## [Page text]
··········
Eddie Cochran’s Ford taxi

Death cab for cutie

DYING in a flaming plane crash has long been a popular way for famous musicians to check out – think John Denver, Otis Redding, Richie Valens, Buddy Holly, Aaliyah – but only Eddie Cochran has died in a taxi.

Whippersnappers among you might wonder who Cochran was, but even you youngsters would recognise his hits Summertime Blues and C’mon Everybody.

In the late 1950s he was a big deal, a hugely talented hunk – ominously described as “James Dean with a guitar” – who could play multiple instruments and even wrote his own songs. George Harrison was a big fan and Jimi Hendrix requested Cochran be played at his funeral. If you haven’t heard of them, please just move along.

In April 1960, Cochran had just finished a long wintery tour of England with friend and fellow rocker Gene Vincent.

Understandably, they couldn’t wait to leave. With no late-night trains, a taxi – a Ford Consul Mark II as it happened – was called to take Cochran and three others to London; just outside the town of Chippenham the driver took a wrong turn into oncoming traffic, panicked, spun and hit a concrete pole.

Vincent broke several bones and the other occupants walked away largely unharmed, but Cochran was thrown into the roof and then out the door, landing on a grass verge.

Witnesses said the impact sounded like a plane crash, and Cochran died later that day in a hospital in Bath from his brain injuries, aged just 21.

AMERICAN STYLE

Appropriately for Cochran, the Ford Consul Mark II, complete with tail fins and a bench seat, was an attempt by the Brits at imitating the 1950s gasguzzling beasts that all the Americans looked so cool in.

GUITAR MAN

The first cop on the crash scene was one David Harman, who retrieved Cochran’s undamaged Gretsch guitar.

Legend has it he used it in the lockup to learn to play, later changing his name to Dave Dee and having a string of hits in the 1960s.
··········
## [The data]

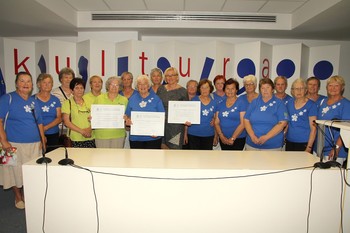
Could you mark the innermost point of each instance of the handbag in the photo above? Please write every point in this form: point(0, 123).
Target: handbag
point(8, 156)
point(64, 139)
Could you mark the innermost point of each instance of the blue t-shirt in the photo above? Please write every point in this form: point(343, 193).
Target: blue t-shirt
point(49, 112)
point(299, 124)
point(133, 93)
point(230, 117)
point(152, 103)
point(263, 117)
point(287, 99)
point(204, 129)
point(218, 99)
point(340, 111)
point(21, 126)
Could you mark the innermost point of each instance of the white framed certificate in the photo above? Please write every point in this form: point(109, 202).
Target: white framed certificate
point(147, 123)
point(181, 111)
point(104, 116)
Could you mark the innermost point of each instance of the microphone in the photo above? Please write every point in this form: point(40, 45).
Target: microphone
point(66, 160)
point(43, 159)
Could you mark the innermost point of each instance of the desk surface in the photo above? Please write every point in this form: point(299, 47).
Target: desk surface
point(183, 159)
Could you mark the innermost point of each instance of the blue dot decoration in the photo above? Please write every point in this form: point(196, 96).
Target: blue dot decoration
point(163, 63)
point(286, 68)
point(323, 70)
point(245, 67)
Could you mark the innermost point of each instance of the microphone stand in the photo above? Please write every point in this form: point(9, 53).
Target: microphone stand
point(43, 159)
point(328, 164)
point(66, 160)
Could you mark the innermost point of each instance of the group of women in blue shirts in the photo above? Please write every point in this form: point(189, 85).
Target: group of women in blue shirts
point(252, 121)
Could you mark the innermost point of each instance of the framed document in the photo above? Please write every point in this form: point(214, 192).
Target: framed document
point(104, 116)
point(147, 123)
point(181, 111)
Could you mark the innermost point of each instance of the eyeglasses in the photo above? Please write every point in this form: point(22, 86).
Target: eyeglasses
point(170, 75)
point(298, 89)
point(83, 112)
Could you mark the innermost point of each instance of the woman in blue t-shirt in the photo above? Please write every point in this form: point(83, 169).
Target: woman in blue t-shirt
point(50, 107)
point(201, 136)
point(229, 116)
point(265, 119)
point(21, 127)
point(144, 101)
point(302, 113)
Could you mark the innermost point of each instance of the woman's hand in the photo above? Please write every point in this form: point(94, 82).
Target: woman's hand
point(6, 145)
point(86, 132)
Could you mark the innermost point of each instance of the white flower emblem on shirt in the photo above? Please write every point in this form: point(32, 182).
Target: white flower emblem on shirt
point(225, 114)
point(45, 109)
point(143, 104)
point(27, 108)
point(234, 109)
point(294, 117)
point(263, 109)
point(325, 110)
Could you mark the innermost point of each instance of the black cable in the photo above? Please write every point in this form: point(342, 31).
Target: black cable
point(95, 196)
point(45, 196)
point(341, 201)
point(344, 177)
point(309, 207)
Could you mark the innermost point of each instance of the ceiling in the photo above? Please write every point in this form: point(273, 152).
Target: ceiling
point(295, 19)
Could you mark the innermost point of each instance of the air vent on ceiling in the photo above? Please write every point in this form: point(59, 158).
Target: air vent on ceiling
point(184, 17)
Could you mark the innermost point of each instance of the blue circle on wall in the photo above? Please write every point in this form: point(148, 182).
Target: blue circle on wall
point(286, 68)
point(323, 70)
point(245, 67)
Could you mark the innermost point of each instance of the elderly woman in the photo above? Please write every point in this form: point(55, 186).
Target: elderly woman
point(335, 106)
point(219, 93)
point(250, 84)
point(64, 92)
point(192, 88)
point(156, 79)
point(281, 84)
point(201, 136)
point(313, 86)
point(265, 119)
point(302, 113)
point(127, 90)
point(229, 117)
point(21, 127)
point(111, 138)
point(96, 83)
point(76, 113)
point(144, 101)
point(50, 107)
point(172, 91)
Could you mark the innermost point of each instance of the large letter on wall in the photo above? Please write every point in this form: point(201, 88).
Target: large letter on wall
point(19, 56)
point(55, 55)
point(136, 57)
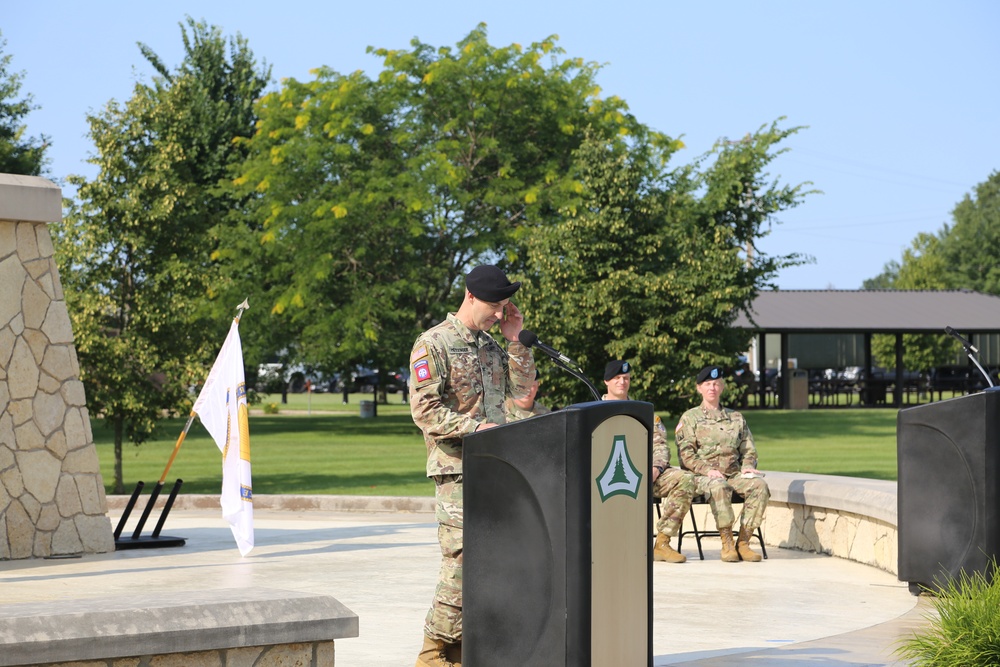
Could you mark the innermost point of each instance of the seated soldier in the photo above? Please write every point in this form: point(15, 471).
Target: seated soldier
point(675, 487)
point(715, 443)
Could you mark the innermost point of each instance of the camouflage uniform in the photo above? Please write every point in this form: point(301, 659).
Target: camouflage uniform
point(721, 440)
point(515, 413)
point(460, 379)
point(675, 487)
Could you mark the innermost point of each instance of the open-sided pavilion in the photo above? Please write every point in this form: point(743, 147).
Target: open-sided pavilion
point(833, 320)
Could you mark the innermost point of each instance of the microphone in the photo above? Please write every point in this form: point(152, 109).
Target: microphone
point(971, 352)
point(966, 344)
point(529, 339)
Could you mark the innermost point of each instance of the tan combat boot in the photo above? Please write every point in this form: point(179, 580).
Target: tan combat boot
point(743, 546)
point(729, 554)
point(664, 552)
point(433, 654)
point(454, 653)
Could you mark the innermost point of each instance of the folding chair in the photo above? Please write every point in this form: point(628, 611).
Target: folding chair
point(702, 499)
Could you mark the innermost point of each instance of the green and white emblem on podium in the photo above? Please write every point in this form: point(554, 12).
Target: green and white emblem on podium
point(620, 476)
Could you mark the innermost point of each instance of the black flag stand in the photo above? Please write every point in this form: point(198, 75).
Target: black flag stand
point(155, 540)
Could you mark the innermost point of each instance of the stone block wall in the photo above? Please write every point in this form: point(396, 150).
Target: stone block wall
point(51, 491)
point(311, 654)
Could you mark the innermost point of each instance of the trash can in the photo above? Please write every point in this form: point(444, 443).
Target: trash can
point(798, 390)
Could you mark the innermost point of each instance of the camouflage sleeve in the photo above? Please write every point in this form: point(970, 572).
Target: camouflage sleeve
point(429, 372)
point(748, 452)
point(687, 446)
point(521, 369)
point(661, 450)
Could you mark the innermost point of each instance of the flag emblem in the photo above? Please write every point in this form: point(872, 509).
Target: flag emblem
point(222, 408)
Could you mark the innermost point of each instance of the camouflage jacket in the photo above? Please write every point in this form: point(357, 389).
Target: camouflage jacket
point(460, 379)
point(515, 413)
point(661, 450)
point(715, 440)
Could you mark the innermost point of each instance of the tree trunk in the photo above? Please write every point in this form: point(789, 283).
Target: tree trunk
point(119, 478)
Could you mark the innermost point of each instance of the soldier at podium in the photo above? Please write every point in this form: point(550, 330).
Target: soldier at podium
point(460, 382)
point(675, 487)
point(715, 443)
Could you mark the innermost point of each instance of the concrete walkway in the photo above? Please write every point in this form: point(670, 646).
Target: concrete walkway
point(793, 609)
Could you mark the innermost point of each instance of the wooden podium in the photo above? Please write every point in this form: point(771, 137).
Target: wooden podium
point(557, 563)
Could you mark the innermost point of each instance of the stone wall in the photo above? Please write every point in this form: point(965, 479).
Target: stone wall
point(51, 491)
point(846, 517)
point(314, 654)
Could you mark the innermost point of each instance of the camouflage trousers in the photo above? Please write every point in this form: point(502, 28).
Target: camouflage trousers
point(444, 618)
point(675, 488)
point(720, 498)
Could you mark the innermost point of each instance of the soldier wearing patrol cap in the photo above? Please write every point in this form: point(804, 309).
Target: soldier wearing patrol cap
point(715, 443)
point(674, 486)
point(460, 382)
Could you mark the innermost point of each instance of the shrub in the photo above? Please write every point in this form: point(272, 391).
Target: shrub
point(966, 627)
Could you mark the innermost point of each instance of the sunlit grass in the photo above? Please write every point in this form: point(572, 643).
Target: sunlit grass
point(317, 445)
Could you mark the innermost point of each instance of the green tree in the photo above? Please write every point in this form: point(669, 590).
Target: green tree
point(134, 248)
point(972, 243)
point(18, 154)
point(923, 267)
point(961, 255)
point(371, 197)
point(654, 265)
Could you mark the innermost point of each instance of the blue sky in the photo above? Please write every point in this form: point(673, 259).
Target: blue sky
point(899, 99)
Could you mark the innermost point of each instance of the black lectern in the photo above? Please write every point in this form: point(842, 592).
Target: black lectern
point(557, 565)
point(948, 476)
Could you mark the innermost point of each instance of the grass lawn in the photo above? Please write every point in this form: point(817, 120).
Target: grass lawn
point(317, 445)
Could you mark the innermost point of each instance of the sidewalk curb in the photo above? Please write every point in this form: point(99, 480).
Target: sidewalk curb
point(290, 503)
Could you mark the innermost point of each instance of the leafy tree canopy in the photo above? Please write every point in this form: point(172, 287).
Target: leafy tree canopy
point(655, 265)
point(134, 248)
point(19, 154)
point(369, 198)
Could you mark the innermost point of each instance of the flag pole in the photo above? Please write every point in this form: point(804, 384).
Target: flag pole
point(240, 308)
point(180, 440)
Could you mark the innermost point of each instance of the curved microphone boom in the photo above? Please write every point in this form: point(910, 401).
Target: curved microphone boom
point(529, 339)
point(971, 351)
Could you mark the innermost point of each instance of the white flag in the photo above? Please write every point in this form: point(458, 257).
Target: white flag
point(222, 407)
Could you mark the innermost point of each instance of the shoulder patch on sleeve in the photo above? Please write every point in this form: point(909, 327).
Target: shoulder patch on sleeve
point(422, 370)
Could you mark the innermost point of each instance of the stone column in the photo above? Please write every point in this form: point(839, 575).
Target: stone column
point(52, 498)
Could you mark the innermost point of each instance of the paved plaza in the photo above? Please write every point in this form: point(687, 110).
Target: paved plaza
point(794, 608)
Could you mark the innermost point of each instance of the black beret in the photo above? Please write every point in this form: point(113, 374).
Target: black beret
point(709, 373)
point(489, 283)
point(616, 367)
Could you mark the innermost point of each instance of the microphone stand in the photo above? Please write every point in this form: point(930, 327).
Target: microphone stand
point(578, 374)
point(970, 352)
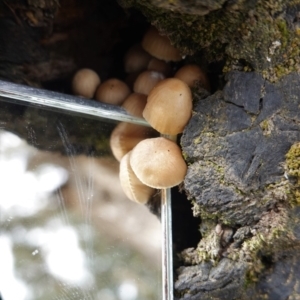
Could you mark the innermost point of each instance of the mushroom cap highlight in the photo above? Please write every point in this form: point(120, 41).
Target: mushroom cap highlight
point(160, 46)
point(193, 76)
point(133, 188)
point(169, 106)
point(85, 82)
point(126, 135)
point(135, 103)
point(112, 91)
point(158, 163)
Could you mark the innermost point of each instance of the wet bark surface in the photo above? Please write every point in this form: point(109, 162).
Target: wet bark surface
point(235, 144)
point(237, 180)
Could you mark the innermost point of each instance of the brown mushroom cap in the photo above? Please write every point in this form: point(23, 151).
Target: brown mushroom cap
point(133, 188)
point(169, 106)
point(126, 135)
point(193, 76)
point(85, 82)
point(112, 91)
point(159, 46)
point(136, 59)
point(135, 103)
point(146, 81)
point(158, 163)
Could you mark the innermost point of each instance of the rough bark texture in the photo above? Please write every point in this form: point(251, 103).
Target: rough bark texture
··········
## [Directions]
**1.** Please repeat the Eddie Cochran article word for word, from "Whippersnappers among you" to "rocker Gene Vincent.".
**2.** Which musicians does the Eddie Cochran article name as examples of famous musicians who died in plane crashes?
**3.** Based on the Eddie Cochran article, are these statements true? Answer yes or no for each, and quote the words that decide it.
(a) Cochran died at the scene of the crash.
(b) The taxi was a Ford Consul Mark II.
(c) Cochran's guitar was damaged in the crash.

## [Response list]
**1.**
Whippersnappers among you might wonder who Cochran was, but even you youngsters would recognise his hits Summertime Blues and C’mon Everybody.

In the late 1950s he was a big deal, a hugely talented hunk – ominously described as “James Dean with a guitar” – who could play multiple instruments and even wrote his own songs. George Harrison was a big fan and Jimi Hendrix requested Cochran be played at his funeral. If you haven’t heard of them, please just move along.

In April 1960, Cochran had just finished a long wintery tour of England with friend and fellow rocker Gene Vincent.

**2.** John Denver, Otis Redding, Richie Valens, Buddy Holly, Aaliyah

**3.**
(a) No: "Cochran died later that day in a hospital in Bath from his brain injuries"
(b) Yes: "a Ford Consul Mark II as it happened"
(c) No: "retrieved Cochran’s undamaged Gretsch guitar"